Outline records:

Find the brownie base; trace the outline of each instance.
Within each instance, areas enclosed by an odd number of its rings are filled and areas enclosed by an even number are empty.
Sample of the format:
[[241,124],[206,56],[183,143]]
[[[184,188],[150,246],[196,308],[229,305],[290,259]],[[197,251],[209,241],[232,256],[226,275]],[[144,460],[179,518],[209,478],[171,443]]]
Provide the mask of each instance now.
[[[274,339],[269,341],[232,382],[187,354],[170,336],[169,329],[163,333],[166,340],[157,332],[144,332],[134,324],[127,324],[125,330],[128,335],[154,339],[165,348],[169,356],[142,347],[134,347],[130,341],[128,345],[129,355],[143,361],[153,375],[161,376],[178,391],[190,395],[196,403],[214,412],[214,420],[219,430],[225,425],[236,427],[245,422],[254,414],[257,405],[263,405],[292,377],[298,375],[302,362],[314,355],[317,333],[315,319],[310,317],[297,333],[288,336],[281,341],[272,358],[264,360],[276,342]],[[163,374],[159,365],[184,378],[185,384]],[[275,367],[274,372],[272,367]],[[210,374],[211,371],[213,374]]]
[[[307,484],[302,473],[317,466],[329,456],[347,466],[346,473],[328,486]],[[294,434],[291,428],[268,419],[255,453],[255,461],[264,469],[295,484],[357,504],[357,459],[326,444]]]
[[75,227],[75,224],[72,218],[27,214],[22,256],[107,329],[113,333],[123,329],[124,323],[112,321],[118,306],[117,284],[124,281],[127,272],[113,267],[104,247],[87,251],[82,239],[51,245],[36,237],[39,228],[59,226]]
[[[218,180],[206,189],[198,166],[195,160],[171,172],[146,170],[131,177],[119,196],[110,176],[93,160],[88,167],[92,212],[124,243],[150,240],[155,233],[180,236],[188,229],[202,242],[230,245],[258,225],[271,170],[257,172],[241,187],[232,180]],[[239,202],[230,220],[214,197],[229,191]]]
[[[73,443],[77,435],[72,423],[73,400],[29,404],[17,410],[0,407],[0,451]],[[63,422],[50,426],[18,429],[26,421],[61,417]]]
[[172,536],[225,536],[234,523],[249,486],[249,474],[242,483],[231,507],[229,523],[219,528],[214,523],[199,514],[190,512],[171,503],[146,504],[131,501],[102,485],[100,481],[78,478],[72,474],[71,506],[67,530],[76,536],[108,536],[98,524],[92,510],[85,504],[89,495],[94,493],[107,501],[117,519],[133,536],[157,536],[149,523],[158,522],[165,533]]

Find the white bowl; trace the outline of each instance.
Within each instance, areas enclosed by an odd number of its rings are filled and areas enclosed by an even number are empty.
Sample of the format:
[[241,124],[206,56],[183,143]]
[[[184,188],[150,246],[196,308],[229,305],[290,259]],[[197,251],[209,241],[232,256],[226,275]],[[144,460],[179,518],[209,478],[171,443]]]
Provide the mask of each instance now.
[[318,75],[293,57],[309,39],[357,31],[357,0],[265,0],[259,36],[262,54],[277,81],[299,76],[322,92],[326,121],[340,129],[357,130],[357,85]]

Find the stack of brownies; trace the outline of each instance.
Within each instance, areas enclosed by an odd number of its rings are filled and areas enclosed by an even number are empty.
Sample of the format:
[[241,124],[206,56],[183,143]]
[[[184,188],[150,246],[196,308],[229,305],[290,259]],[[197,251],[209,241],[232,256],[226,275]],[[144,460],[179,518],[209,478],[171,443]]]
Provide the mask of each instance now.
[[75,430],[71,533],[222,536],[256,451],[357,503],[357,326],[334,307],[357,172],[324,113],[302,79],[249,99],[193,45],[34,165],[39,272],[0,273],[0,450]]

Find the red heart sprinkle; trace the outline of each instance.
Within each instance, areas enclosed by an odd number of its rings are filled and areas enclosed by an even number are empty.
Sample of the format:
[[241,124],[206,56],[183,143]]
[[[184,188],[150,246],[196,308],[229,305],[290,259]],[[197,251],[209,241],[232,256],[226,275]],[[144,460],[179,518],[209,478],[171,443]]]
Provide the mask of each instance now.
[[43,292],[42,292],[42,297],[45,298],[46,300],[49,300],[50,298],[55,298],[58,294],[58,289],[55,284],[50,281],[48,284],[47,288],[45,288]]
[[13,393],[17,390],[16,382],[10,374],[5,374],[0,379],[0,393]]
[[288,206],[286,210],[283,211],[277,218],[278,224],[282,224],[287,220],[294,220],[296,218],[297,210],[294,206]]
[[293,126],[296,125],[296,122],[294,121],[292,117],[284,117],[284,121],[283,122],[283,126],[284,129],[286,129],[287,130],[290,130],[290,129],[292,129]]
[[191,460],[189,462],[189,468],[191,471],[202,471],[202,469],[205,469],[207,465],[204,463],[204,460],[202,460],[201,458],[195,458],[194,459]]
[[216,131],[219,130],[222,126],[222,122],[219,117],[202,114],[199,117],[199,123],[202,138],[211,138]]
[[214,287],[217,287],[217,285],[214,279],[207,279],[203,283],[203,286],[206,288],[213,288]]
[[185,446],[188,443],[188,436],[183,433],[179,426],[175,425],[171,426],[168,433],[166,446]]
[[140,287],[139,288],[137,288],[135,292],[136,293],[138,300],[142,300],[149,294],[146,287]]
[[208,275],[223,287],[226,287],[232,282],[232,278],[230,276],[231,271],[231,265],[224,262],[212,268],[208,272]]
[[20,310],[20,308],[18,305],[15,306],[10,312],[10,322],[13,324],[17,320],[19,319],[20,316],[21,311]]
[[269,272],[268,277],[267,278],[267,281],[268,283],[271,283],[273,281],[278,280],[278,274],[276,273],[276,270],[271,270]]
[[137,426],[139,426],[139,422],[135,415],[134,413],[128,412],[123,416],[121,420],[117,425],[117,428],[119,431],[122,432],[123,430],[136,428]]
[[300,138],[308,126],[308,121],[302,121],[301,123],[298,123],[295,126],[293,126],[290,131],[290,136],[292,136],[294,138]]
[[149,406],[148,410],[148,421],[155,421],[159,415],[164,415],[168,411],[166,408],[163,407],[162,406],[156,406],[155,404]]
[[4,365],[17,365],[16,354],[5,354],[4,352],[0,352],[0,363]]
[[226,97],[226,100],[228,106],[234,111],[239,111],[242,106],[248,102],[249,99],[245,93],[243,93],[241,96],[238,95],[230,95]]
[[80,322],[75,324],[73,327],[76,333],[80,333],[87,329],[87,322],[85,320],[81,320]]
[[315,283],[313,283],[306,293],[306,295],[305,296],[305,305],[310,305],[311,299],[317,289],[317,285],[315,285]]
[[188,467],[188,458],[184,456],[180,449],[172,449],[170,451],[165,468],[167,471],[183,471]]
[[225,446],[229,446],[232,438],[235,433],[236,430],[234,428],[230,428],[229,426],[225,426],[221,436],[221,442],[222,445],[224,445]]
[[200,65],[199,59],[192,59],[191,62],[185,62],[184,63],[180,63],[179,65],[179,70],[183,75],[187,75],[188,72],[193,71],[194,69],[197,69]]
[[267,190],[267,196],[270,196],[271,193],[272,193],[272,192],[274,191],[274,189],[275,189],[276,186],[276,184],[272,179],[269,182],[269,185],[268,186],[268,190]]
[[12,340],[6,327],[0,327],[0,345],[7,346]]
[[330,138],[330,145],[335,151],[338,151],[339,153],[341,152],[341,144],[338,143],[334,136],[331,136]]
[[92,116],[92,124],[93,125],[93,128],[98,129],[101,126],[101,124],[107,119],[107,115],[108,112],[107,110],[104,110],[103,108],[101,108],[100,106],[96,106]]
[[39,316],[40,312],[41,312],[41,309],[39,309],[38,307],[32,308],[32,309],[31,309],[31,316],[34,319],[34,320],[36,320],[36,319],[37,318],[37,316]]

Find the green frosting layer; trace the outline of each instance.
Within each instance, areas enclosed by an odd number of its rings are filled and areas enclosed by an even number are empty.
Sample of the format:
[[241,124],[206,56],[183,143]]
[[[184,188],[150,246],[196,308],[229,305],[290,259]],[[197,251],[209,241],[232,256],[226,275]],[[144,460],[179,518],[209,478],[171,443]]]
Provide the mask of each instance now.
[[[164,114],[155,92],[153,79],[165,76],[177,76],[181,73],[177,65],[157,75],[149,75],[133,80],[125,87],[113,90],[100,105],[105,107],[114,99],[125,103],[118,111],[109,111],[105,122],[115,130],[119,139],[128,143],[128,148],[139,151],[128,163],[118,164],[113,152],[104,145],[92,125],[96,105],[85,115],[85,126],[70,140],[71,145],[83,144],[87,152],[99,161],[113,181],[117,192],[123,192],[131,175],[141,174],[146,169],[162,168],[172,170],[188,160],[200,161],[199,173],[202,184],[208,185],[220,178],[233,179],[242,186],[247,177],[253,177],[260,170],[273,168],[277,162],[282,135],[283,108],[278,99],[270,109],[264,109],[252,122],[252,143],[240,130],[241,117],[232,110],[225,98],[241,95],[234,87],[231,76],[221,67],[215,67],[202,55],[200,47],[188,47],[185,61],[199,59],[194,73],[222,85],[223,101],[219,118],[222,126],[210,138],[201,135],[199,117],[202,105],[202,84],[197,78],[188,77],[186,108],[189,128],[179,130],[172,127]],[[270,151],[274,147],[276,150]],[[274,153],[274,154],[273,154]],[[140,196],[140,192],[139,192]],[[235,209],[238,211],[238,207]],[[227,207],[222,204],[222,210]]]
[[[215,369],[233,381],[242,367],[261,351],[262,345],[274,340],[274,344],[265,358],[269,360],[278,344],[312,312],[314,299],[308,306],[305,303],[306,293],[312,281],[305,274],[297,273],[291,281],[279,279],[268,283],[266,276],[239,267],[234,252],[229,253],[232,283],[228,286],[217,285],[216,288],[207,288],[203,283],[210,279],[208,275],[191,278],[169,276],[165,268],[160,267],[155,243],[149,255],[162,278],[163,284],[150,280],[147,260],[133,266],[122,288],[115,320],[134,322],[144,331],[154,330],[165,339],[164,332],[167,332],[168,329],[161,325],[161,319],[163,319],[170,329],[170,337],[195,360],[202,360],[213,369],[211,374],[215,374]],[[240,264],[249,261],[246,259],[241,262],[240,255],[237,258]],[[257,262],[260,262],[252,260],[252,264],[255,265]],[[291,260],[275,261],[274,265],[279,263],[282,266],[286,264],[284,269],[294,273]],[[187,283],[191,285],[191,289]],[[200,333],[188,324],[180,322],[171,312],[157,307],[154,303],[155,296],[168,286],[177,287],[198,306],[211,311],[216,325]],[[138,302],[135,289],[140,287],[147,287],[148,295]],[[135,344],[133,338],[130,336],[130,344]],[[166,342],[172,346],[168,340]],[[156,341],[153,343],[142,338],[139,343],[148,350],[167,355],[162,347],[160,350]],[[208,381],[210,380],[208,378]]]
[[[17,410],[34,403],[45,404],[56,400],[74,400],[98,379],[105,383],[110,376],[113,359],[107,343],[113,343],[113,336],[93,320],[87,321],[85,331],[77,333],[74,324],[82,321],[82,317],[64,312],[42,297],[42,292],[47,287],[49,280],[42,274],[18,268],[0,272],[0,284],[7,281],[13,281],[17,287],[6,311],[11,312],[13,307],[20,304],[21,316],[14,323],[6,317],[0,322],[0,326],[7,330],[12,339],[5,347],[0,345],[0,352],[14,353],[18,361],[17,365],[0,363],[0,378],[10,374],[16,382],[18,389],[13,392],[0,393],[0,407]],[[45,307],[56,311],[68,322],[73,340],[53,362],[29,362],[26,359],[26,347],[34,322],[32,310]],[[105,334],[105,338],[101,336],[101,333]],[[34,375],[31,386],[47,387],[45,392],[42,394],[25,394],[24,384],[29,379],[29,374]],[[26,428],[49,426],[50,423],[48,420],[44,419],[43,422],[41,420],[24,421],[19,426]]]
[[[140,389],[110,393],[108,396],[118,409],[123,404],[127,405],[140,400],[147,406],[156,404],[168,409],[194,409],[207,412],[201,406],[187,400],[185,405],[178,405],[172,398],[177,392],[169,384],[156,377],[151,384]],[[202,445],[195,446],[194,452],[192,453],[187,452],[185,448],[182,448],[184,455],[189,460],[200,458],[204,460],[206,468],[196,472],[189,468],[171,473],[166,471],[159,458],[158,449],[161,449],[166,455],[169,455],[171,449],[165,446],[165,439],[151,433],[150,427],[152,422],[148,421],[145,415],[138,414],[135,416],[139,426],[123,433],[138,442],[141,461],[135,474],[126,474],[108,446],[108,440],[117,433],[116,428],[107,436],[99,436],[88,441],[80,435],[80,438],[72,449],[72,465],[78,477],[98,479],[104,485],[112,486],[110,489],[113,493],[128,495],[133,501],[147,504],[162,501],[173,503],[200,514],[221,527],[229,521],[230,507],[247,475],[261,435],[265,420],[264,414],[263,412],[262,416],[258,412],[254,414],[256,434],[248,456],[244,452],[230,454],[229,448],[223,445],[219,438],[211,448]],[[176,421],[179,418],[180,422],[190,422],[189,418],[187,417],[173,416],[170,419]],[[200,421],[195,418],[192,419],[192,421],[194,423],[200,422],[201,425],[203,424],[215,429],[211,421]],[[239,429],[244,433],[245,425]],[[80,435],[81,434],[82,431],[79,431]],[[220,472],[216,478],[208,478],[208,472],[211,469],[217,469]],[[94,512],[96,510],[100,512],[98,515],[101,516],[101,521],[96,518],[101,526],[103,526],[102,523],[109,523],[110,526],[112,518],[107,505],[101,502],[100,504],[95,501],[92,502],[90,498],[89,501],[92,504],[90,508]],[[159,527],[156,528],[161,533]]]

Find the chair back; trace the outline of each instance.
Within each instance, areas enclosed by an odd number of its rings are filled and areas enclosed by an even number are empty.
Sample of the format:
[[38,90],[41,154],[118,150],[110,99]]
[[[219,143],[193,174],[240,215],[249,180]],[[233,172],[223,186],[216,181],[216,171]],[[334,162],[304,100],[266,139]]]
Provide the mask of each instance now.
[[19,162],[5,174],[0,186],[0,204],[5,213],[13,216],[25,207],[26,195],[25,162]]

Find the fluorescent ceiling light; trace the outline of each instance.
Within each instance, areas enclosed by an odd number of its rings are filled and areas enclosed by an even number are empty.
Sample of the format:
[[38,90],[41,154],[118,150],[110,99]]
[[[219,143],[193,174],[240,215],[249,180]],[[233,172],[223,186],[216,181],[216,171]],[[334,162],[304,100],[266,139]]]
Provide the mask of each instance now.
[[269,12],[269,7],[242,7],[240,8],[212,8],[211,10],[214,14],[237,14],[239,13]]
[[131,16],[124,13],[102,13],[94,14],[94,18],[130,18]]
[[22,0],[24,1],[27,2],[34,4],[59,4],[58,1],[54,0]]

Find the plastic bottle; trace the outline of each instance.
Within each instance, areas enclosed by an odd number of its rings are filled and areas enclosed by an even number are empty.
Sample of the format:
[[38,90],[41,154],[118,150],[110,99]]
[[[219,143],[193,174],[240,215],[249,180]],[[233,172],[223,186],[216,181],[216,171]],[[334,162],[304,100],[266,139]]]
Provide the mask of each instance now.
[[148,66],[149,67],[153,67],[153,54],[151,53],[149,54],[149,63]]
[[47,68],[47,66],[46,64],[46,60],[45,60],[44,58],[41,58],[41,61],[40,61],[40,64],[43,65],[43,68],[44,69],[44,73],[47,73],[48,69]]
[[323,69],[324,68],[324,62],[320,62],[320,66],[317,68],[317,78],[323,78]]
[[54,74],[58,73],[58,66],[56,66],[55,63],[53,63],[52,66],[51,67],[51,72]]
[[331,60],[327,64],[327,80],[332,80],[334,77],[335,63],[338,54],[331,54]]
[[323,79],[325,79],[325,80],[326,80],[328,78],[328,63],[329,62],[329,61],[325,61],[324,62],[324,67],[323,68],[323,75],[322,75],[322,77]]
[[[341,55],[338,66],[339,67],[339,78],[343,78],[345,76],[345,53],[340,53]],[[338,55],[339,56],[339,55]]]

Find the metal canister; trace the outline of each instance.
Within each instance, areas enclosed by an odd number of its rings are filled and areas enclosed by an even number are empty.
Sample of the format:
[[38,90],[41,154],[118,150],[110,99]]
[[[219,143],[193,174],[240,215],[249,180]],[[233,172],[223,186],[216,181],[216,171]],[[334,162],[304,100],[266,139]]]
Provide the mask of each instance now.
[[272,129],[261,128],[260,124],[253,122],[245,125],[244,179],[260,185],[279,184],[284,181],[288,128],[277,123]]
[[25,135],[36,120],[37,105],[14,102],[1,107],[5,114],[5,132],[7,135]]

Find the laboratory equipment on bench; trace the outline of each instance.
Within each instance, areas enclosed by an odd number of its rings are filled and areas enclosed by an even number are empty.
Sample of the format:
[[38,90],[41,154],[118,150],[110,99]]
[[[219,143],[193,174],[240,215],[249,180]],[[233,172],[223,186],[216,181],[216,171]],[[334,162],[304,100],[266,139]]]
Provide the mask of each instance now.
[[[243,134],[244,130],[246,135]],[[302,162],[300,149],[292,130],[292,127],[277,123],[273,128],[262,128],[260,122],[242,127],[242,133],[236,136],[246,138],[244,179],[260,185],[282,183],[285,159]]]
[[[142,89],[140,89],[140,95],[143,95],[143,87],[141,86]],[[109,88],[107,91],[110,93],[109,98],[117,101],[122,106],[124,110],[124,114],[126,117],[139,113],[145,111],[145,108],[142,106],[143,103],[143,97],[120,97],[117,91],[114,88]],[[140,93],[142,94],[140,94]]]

Your task. Return, word for word, the part of the items that begins with the line containing "Find the fluorescent" and ends with the line containing "[[22,0],[24,1],[27,2],[34,4],[59,4],[58,1],[54,0]]", including both of those lines.

In response.
Find the fluorescent ceiling light; trace the outline of each instance.
Within each instance, areas enclosed by an odd number of its rings are filled and areas enclosed by an even number are empty.
Sample of the format:
[[38,90],[41,154],[118,150],[110,99]]
[[[219,143],[193,174],[240,215],[249,180]],[[233,172],[223,186],[216,181],[216,171]],[[334,162],[304,100],[266,139]]]
Provide the mask of each instance now.
[[269,12],[269,7],[242,7],[240,8],[212,8],[211,10],[214,14],[237,14],[239,13]]
[[131,16],[124,13],[102,13],[94,14],[94,18],[130,18]]
[[22,0],[24,1],[27,2],[34,4],[59,4],[58,1],[54,0]]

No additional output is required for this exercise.